▶ Text passage:
**********

The example below covers the steps for entering the UPPER function in cell B1, but, since they are so similar in syntax, these same steps work for the LOWER and PROPER functions as well.

Entering the UPPER Function

Options for entering the function and its arguments into cell B1 include:

  1. Typing the complete function= UPPER ( B1 ) into cell C1.
  2. Selecting the function and arguments using the function's dialog box.

Using the dialog box to enter the function often simplifies the task as the dialog box takes care of the function's syntax - entering the function's name, the commas separators, and brackets in the correct locations and quantity.

Point and Click on Cell References

No matter which option you choose for entering the function into a worksheet cell, it is probably best to use point and click to enter any and all cell references used as arguments.

  • Point and click involves using the mouse pointer to click on a cell reference in order to enter it into a function.

**********

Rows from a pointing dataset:
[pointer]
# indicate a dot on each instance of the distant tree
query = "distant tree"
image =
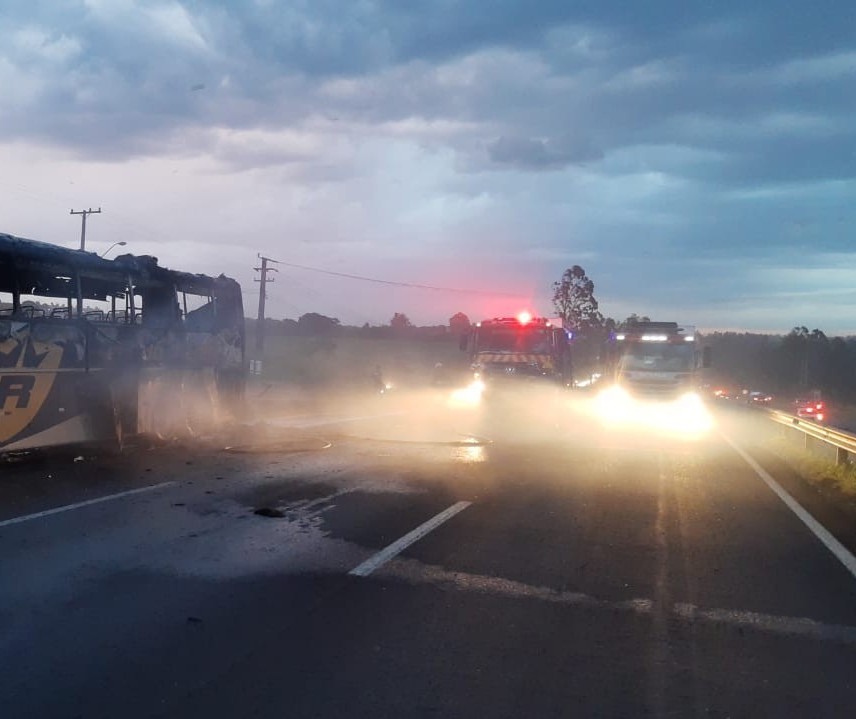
(459, 323)
(574, 301)
(313, 324)
(400, 321)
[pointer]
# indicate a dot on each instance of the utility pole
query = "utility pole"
(260, 321)
(83, 214)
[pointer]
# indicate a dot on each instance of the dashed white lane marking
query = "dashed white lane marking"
(87, 503)
(412, 571)
(394, 549)
(323, 421)
(831, 543)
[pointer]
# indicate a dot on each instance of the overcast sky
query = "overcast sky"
(696, 158)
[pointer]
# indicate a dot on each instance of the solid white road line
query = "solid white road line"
(78, 505)
(831, 543)
(384, 555)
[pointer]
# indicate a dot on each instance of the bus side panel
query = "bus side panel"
(190, 382)
(47, 396)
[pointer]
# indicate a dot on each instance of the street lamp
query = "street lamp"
(121, 243)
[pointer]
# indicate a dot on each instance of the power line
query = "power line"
(263, 280)
(83, 214)
(398, 284)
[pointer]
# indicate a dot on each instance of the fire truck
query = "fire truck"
(522, 348)
(658, 360)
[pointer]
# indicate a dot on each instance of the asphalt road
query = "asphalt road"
(566, 573)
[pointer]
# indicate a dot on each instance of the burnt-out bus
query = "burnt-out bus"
(94, 350)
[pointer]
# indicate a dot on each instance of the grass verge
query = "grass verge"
(836, 481)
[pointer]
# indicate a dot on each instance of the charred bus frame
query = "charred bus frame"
(120, 354)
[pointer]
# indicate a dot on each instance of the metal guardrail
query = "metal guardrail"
(844, 442)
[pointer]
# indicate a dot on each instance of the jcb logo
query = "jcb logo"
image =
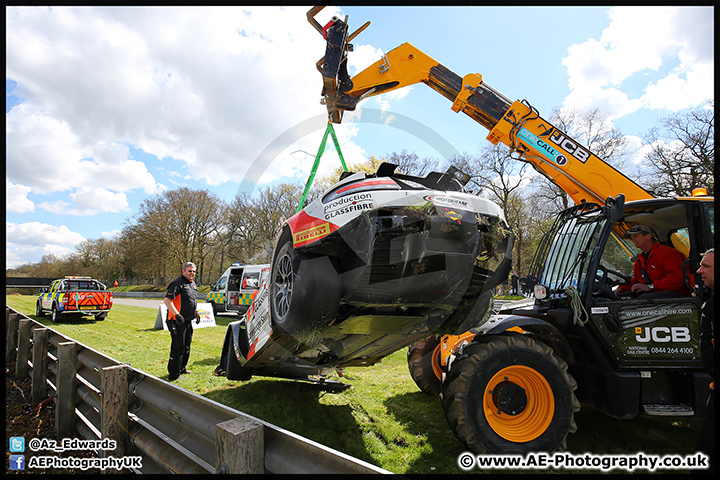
(662, 334)
(577, 151)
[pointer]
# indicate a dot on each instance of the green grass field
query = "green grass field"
(383, 418)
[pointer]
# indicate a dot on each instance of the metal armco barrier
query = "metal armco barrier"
(171, 429)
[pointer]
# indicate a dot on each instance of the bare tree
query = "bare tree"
(253, 223)
(409, 163)
(688, 160)
(180, 225)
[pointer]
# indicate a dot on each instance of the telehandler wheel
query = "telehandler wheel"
(421, 357)
(510, 394)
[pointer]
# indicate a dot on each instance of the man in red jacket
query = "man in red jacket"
(657, 272)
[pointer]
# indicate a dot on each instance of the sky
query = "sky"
(109, 106)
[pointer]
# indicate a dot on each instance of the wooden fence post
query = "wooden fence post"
(114, 411)
(240, 446)
(40, 360)
(66, 384)
(11, 338)
(21, 365)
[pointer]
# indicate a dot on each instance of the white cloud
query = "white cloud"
(640, 41)
(28, 242)
(209, 87)
(36, 234)
(88, 201)
(16, 198)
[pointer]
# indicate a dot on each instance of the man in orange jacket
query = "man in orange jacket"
(657, 272)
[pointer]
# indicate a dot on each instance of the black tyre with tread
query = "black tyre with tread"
(510, 394)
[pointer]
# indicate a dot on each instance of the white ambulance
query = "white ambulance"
(236, 288)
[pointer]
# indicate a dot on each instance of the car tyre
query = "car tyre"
(421, 356)
(235, 371)
(304, 289)
(55, 315)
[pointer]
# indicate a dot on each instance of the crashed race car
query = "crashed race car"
(376, 263)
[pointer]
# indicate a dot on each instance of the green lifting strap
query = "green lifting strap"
(321, 150)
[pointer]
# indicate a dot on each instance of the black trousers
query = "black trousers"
(179, 349)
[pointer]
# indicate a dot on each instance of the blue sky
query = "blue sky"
(108, 106)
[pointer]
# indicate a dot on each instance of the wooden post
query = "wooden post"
(11, 338)
(114, 414)
(66, 384)
(21, 366)
(240, 446)
(40, 345)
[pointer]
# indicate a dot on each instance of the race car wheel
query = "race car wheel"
(511, 395)
(304, 289)
(55, 315)
(234, 370)
(421, 356)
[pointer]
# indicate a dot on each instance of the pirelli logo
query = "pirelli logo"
(311, 234)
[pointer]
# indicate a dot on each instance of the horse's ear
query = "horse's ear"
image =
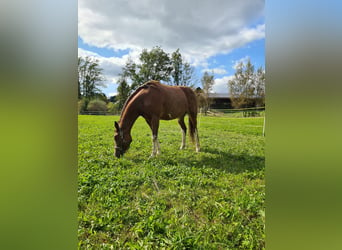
(117, 126)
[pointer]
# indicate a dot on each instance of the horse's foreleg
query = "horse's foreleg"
(182, 124)
(155, 146)
(198, 148)
(154, 124)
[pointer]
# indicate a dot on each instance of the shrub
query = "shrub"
(82, 105)
(112, 108)
(97, 106)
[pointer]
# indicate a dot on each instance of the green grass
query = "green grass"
(179, 200)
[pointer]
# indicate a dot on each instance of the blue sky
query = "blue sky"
(212, 35)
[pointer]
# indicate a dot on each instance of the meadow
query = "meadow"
(180, 199)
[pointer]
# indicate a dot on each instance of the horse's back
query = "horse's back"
(169, 102)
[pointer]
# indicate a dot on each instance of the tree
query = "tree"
(247, 87)
(155, 65)
(158, 65)
(182, 73)
(260, 87)
(207, 85)
(89, 77)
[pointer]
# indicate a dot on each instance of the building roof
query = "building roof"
(218, 95)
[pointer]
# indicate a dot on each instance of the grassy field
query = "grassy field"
(179, 200)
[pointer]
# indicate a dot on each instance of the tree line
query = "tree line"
(247, 87)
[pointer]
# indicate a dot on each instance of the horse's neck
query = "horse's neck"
(127, 120)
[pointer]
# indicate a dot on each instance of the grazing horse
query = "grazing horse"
(155, 101)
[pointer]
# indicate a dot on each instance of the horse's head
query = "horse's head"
(122, 141)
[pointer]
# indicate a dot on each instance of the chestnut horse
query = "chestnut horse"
(155, 101)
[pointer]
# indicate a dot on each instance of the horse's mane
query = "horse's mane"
(136, 91)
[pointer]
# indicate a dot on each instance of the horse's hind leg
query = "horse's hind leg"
(183, 126)
(154, 125)
(193, 130)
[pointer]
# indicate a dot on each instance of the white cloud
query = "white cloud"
(221, 84)
(199, 28)
(111, 66)
(218, 71)
(243, 60)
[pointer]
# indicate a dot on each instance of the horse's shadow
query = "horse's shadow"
(213, 158)
(226, 161)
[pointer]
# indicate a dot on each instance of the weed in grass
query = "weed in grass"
(179, 200)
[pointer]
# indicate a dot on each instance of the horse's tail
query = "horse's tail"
(192, 112)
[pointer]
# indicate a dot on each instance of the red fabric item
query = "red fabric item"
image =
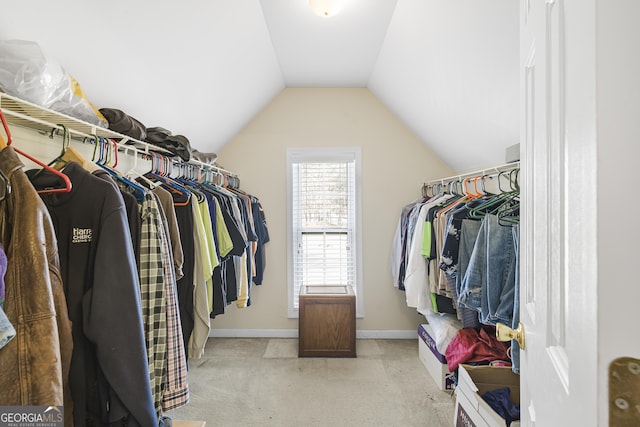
(469, 345)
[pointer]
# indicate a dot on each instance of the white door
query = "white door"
(558, 297)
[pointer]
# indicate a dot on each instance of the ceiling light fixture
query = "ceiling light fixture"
(326, 8)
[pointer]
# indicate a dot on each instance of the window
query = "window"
(323, 220)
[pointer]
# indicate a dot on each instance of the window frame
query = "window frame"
(318, 155)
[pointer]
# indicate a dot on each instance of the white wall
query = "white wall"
(394, 165)
(618, 128)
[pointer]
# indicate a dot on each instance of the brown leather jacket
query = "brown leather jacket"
(34, 366)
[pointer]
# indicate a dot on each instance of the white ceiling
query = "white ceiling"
(448, 69)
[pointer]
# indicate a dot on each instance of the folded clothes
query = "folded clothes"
(500, 401)
(121, 122)
(469, 345)
(178, 145)
(209, 158)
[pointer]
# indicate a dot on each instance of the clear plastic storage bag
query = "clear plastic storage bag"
(28, 73)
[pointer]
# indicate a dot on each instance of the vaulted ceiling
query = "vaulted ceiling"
(447, 69)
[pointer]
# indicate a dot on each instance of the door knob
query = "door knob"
(505, 333)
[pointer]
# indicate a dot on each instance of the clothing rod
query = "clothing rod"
(32, 116)
(493, 170)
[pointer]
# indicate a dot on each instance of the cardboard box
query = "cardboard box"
(473, 381)
(435, 362)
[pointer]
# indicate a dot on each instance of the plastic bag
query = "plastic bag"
(27, 73)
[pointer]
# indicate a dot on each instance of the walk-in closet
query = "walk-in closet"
(319, 213)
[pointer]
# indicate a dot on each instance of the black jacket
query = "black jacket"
(109, 369)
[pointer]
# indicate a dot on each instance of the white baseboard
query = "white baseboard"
(293, 333)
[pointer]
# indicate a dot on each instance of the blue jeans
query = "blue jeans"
(7, 332)
(515, 347)
(489, 283)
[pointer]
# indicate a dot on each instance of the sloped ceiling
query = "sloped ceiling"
(448, 69)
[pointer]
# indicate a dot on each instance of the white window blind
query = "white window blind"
(323, 222)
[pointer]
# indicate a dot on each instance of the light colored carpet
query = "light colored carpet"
(262, 382)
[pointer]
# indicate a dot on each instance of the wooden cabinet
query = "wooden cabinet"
(327, 322)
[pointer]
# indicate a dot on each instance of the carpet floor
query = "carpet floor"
(262, 382)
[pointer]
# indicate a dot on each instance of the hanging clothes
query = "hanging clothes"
(34, 299)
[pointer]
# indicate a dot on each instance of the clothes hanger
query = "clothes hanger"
(138, 177)
(65, 178)
(157, 172)
(3, 177)
(104, 161)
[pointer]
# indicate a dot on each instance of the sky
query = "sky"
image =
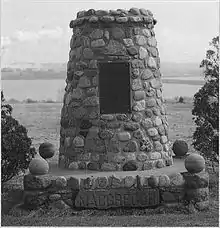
(38, 30)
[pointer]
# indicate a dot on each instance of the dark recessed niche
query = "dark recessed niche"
(114, 87)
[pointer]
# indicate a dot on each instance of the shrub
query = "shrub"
(181, 100)
(206, 107)
(16, 150)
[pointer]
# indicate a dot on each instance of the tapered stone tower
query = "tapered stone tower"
(113, 116)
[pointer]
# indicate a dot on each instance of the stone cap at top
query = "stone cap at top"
(134, 15)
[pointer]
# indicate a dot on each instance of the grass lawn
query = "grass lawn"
(42, 122)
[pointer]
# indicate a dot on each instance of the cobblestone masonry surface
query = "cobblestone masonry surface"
(109, 191)
(89, 140)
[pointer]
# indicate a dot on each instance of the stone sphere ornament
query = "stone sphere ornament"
(180, 148)
(194, 163)
(47, 150)
(38, 166)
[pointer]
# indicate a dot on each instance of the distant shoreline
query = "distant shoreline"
(164, 80)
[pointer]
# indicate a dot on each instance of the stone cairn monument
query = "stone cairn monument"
(113, 117)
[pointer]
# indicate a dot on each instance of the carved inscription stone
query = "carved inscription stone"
(103, 199)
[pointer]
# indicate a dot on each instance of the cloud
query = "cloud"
(22, 35)
(5, 42)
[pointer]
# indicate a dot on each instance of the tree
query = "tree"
(206, 106)
(16, 150)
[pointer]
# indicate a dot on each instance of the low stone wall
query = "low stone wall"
(112, 191)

**********

▶ Exercise tasks:
1: According to the spreadsheet passage, what method is probably best for entering the cell references used as arguments?
2: Echo the spreadsheet passage, starting at the words "Options for entering" and stopping after the words "function's dialog box.".
3: List every function the spreadsheet passage names.

▶ Full answers:
1: Point and click.

2:
Options for entering the function and its arguments into cell B1 include:

  1. Typing the complete function= UPPER ( B1 ) into cell C1.
  2. Selecting the function and arguments using the function's dialog box.

3: UPPER, LOWER, PROPER